Document passage —

—————

We traveled through history up to modern times. Next week we will explore connections between the past and our present-day Spelling & Grammar.
Monday, October 8
- review Script lesson from Friday; look at Queen Elizabeth I's signature
- look at Demi's book of Buddha Stories, illustrated with gold ink on indigo paper as a tribute to the world's first printed book
Author's Note - The Art
The world's first printed book was a Buddhist sutra, or teaching, made with woodblocks in 600 A.D. It contains one picture and text in gold on deep indigo rice paper, in scroll form.

—————

Data shown —
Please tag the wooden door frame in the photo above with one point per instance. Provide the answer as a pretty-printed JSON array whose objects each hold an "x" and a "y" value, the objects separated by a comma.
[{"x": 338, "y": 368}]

—————

To-do list —
A. Sum up the class plan in two sentences.
B. According to the class plan, what was the world's first printed book?
C. Rename "indigo" as "navy" in the class plan, writing it out again from the words "Monday, October 8" through "in scroll form.".
You won't need the data for any of this.

Solution list —
A. After traveling through history up to modern times, the class will next explore connections between the past and present-day Spelling & Grammar. On Monday, October 8, it reviews Friday's Script lesson with Queen Elizabeth I's signature and looks at Demi's book of Buddha Stories, illustrated in gold ink on indigo paper as a tribute to the world's first printed book, a Buddhist sutra made with woodblocks in 600 A.D.

B. A Buddhist sutra, or teaching, made with woodblocks in 600 A.D.

C.
Monday, October 8
- review Script lesson from Friday; look at Queen Elizabeth I's signature
- look at Demi's book of Buddha Stories, illustrated with gold ink on navy paper as a tribute to the world's first printed book
Author's Note - The Art
The world's first printed book was a Buddhist sutra, or teaching, made with woodblocks in 600 A.D. It contains one picture and text in gold on deep navy rice paper, in scroll form.